» SELECTED TEXT
This article discusses the history, purpose and function of the Federal Reserve as the nation’s central bank and how its monetary policies sustain the economy of the United States.
Understanding the Federal Reserve
During periods of national economic turmoil and uncertainty, public interest – and awareness – in the United States Federal Reserve (the Fed) grows in conjunction with the sense of financial uncertainty. Americans seem to fundamentally understand the Fed, the nation’s central bank, is the only entity with the size, authority and experience needed to make national monetary decisions, though distracting misconceptions and time-honored myths still abound. While the Fed tends to garner more media attention during times of economic woe, as occurred during the recession of the early 1980s and is presently the case during this Great Recession, many Americans still do not know the intricacies of the benevolent behemoth we as a country have entrusted to keep our economy stable by maintaining sufficient cash in circulation, job stability and price stability.
Charles Plosser, president of the Federal Reserve Bank of Philadelphia, made just this point during a speech titled Demystifying the Federal Reserve at Lafayette College in September of 2009. The Fed as it now stands is the culmination of centuries of banking innovation, trial and error, false starts and economic need. Since the Fed plays such an integral role in the overall economic and financial health of the nation, it is prudent those affilitated with real estate possess a thorough understanding of how it is structured and how it performs its corrective functions.
Banking before there was a Fed
The concept of a centralized banking system has always been controversial. Even the Founding Fathers were in disagreement as to its usefulness, most notably Thomas Jefferson and James Madison who adamantly opposed it.
Some early citizens of formative America, mostly Northern merchants, recognized the necessity of a centralized banking system to unify the American monetary system after the Revolutionary War. A source of their motivation was the debacle surrounding the continental, the form of currency issued by Congress after the start of the Revolutionary War, which was counterfeited by the British to intentionally destabilize the American economy.

» MATERIAL PROVIDED
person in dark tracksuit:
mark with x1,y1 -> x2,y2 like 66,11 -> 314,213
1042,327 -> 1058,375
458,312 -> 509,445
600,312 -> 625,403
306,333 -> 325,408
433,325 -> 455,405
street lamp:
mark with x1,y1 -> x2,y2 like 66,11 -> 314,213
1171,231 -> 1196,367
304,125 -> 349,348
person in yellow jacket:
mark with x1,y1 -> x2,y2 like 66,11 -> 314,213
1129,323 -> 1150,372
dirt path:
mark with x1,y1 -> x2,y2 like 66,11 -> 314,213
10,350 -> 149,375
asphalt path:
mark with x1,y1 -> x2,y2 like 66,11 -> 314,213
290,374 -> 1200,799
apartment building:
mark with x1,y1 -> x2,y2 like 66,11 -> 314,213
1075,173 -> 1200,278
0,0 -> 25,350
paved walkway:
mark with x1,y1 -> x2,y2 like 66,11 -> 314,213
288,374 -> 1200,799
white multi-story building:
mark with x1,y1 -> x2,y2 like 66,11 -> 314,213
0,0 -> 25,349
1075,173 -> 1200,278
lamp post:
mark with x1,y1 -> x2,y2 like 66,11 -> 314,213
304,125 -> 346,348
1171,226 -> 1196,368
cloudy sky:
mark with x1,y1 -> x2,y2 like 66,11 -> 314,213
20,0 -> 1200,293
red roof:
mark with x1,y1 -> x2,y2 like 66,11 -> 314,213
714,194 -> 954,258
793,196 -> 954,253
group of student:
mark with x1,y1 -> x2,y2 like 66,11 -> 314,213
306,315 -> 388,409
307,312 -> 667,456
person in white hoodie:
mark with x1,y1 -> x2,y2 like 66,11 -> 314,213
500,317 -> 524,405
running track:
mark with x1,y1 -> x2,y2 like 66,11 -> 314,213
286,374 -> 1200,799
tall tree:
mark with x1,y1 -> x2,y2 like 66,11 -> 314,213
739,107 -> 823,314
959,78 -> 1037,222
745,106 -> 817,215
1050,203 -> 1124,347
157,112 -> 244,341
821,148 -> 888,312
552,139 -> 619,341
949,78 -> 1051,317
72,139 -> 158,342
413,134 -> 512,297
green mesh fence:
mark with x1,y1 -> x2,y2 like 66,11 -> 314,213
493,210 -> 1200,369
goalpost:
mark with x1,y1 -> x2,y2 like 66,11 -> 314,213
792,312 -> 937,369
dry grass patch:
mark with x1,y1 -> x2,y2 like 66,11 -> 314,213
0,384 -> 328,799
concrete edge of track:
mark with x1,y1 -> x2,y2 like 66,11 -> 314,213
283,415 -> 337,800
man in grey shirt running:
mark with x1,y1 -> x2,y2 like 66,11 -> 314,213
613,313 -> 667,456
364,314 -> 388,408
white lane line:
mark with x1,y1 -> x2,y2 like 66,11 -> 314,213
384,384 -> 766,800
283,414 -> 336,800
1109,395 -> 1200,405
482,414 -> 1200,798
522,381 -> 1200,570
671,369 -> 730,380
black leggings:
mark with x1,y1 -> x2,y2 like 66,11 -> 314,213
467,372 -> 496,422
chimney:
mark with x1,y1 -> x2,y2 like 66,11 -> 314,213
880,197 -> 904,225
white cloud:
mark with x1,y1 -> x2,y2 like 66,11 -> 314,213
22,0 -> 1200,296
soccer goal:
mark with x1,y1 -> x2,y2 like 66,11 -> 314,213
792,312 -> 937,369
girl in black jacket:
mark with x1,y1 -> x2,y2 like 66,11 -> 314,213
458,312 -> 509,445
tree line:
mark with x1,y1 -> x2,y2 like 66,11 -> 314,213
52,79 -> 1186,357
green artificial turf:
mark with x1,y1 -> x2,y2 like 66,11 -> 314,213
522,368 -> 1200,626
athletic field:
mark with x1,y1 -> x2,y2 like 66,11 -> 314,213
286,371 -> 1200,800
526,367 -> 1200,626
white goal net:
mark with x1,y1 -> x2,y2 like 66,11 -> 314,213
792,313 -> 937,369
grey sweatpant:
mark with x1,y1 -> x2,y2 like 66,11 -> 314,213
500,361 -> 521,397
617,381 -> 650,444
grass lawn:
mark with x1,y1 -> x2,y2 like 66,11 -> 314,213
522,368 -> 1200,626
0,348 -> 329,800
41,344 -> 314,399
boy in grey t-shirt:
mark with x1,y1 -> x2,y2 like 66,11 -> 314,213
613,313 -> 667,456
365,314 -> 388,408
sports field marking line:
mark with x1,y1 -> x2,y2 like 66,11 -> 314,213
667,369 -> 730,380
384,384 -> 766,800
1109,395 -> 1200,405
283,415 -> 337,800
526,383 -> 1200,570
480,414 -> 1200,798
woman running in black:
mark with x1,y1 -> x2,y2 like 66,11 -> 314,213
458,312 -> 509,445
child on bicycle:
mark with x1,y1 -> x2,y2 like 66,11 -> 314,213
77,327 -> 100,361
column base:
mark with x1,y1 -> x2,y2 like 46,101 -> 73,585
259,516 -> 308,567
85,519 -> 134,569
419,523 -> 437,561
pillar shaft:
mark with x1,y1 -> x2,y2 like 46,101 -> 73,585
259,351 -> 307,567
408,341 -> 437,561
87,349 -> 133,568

* * *

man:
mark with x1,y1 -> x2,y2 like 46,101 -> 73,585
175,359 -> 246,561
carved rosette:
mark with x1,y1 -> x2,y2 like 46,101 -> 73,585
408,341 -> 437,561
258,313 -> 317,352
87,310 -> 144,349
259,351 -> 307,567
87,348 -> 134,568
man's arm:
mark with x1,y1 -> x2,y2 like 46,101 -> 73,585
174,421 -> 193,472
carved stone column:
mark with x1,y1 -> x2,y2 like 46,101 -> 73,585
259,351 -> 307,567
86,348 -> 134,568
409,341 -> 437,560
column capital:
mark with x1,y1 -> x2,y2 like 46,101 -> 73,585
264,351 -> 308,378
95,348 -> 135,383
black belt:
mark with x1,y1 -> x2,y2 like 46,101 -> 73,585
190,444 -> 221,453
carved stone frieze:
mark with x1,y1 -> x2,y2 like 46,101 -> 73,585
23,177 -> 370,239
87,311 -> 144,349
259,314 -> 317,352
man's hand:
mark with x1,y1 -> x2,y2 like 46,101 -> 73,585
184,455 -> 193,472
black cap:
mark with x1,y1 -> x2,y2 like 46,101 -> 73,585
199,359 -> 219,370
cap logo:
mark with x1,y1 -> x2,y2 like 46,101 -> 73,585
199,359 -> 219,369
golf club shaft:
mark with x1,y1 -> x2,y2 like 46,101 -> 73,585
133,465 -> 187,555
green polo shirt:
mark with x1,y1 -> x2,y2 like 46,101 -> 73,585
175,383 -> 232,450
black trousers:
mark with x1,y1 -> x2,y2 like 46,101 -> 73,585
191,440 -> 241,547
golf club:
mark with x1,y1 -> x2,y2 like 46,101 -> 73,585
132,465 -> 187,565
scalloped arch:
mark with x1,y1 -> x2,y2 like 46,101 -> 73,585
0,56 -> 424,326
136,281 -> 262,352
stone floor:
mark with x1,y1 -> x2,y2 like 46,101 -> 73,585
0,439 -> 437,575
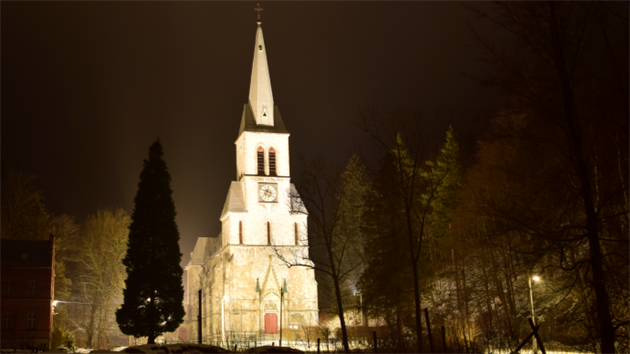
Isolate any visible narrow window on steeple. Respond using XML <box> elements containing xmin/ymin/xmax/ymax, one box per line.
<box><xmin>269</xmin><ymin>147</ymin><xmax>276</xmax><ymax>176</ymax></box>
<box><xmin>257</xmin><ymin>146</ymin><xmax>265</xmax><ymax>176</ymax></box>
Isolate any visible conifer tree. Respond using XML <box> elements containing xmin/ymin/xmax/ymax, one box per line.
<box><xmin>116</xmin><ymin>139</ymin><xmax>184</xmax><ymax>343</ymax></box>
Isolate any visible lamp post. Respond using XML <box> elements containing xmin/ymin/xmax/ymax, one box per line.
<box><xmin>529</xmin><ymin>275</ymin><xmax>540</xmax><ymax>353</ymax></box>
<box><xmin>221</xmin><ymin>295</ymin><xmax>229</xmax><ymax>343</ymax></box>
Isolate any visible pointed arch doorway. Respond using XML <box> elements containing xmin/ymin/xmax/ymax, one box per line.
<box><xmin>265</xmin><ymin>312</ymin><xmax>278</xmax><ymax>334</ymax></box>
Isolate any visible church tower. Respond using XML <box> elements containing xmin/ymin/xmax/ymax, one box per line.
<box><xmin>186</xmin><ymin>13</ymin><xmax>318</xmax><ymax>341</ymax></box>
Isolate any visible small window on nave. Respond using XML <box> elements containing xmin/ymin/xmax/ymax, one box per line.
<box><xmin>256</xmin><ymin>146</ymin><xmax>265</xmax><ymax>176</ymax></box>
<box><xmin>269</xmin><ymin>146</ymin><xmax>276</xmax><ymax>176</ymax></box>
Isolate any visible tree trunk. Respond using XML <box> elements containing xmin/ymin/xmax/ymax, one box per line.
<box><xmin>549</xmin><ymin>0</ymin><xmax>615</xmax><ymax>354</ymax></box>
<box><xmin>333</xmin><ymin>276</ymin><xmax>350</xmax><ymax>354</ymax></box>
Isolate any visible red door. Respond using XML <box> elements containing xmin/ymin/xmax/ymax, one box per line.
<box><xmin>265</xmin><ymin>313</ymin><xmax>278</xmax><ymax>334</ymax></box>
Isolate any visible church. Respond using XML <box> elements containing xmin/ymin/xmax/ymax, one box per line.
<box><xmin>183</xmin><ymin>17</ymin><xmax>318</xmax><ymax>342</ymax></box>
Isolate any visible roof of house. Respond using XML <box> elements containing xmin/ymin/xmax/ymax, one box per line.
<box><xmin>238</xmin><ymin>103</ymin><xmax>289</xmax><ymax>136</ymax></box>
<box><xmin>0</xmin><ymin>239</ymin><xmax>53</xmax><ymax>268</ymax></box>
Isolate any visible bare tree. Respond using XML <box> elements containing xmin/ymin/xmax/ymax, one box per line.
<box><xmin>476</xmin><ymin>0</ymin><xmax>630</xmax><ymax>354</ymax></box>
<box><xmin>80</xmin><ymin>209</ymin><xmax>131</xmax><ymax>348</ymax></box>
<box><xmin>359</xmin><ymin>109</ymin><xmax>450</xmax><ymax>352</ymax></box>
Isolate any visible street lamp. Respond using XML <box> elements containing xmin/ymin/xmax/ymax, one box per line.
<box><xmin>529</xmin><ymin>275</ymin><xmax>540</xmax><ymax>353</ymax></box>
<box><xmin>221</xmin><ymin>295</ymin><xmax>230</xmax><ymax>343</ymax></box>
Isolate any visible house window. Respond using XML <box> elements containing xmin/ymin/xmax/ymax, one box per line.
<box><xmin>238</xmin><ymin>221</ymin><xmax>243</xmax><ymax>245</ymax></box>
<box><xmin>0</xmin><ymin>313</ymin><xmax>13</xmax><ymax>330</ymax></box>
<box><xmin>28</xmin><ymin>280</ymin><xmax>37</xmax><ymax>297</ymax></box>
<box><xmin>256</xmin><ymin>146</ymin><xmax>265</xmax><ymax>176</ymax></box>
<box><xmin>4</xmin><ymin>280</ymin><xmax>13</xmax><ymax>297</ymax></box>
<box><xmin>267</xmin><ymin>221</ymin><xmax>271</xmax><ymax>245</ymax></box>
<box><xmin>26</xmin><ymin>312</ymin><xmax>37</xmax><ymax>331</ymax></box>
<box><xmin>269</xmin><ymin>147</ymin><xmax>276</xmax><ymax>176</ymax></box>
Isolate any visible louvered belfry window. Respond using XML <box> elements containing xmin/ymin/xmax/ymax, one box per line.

* * *

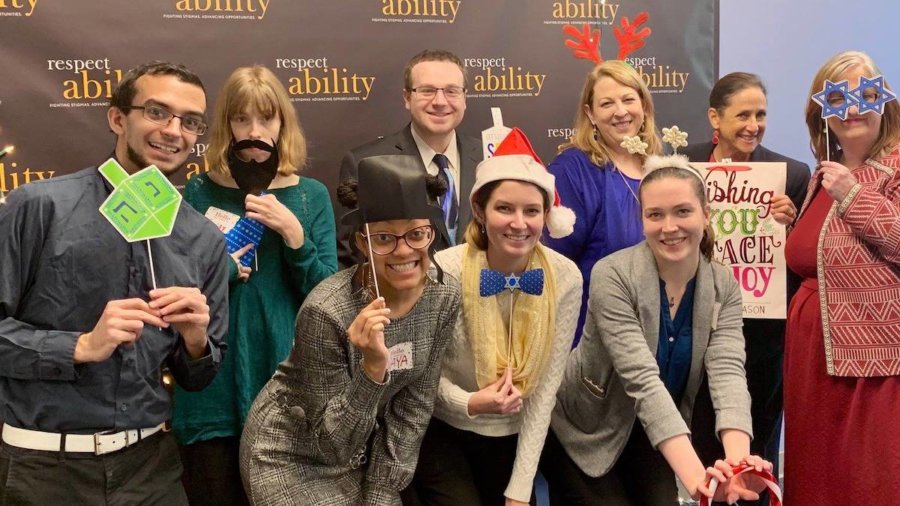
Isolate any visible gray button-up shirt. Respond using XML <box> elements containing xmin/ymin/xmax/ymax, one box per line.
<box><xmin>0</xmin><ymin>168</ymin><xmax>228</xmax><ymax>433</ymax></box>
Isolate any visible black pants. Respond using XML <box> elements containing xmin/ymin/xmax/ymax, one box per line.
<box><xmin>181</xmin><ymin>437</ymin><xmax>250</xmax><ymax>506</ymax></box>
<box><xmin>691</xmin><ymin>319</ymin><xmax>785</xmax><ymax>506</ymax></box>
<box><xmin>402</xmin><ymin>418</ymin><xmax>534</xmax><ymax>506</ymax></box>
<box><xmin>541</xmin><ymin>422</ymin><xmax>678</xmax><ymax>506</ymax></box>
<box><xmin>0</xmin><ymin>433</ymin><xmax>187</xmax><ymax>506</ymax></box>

» EXERCISE 1
According to the Federal Reserve article, which two Founding Fathers adamantly opposed a centralized banking system?
» EXERCISE 2
Gather every line of the records that contains the string "roof". Case counts.

» TASK RESPONSE 1
Thomas Jefferson and James Madison

» TASK RESPONSE 2
red roof:
Isolate any visible roof of house. Respond using XML <box> elements containing xmin/ymin/xmax/ymax, one box per line.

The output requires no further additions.